SOURCE TEXT:

Skip to main content

Completed Project: Capacity Building on Price Risk Management Strategy for Cocoa Smallholder Farmers in Africa

Commodity market volatility has increasingly become a challenge for governments of developing countries which have progressively withdrawn their price stabilization programmes from the agricultural sector as part of trade liberalization and reform programmes. However, while advanced economies can trade and mitigate their risks via financial markets, developing countries have been struggling to adopt similar strategies. The project will equip cocoa producers in West Africa with knowledge and skills necessary to implement a risk mitigation strategies with a mix of instruments to reduce the costs of volatility in the global cocoa markets.

The knowledge and instruments necessary to mitigate the effects of global price volatility are, generally, the greatest impediment. In their earlier activities, the CFC and ICCO concluded that local cocoa sector stakeholders needed adequate and practical training in the implementation of hedging transactions in the countries. Based on this understanding, the project would seek to (i) focus on segments of the value chain vulnerable to risk; and (ii) develop the local capacity to apply specially designed set of integrated risk mitigation techniques to improve the producer situation and the overall efficiency of the value chain. To understand the effects of price volatility, cocoa cooperatives will be trained to pay attention to factors affecting price formation and to take advantage of market information available in the country to form an adequate risk assessment in terms of its costs and the need for mitigation.

WHAT YOU NEED TO DO:
1. Transcribe the cocoa project description word for word, starting at the words "Skip to main" and ending after the words "global cocoa markets.".
2. Using the cocoa project description, decide whether each statement agrees with it, answering yes or no and quoting the words that settle it: (a) The CFC and ICCO found that local cocoa sector stakeholders needed practical training in hedging transactions. (b) Governments of developing countries have expanded their price stabilization programmes in the agricultural sector. (c) The project is aimed at cocoa producers in East Africa.
The entries play no part in anything asked about the cocoa project description.

DATA SHOWN:

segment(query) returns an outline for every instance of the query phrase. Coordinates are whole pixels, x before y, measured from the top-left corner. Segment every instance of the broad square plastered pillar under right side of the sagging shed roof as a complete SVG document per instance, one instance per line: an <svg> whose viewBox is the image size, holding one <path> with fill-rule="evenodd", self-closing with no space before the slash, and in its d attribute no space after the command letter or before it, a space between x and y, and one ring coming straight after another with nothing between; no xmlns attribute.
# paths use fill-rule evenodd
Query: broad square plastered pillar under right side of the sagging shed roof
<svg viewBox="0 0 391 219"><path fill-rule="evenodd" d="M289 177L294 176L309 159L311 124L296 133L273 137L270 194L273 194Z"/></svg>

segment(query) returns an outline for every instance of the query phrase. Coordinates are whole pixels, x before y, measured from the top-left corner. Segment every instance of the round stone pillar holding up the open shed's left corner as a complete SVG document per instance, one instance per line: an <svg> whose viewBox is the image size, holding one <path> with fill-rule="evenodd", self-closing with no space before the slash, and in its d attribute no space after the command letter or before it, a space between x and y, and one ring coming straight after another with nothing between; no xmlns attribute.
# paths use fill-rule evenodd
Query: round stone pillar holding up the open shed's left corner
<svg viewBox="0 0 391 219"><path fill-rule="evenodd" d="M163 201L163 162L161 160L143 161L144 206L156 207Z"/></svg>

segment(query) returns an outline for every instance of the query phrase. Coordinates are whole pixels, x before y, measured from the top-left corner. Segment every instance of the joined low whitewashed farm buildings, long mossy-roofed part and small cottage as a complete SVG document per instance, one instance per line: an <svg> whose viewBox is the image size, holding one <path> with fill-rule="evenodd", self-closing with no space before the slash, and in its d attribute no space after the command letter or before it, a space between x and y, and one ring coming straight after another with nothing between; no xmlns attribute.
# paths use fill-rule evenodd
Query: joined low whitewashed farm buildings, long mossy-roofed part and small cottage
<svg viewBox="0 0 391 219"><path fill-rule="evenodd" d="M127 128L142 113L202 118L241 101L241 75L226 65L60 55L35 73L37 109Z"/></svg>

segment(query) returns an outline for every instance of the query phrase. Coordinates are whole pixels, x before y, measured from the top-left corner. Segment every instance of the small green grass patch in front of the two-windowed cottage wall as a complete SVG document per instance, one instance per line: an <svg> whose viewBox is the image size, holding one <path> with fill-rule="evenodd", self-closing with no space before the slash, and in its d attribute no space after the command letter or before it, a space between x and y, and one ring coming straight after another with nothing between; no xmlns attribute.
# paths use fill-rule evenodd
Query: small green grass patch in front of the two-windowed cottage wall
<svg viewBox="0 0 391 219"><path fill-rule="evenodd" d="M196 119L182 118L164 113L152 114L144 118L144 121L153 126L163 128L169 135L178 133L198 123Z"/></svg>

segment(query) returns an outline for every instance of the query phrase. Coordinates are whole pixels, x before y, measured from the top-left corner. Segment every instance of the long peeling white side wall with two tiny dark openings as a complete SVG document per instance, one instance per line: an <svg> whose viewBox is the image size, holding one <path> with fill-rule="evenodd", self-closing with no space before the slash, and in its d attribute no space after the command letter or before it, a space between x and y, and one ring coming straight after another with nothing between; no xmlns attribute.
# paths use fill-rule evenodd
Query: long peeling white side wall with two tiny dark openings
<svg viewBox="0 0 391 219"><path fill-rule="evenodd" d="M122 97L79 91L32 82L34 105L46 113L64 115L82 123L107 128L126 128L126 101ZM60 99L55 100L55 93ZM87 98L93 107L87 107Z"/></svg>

TASK-BY-TASK RESULTS:
1.
Skip to main content

Completed Project: Capacity Building on Price Risk Management Strategy for Cocoa Smallholder Farmers in Africa

Commodity market volatility has increasingly become a challenge for governments of developing countries which have progressively withdrawn their price stabilization programmes from the agricultural sector as part of trade liberalization and reform programmes. However, while advanced economies can trade and mitigate their risks via financial markets, developing countries have been struggling to adopt similar strategies. The project will equip cocoa producers in West Africa with knowledge and skills necessary to implement a risk mitigation strategies with a mix of instruments to reduce the costs of volatility in the global cocoa markets.

2.
(a) Yes: "the CFC and ICCO concluded that local cocoa sector stakeholders needed adequate and practical training in the implementation of hedging transactions in the countries"
(b) No: "have progressively withdrawn their price stabilization programmes from the agricultural sector"
(c) No: "equip cocoa producers in West Africa"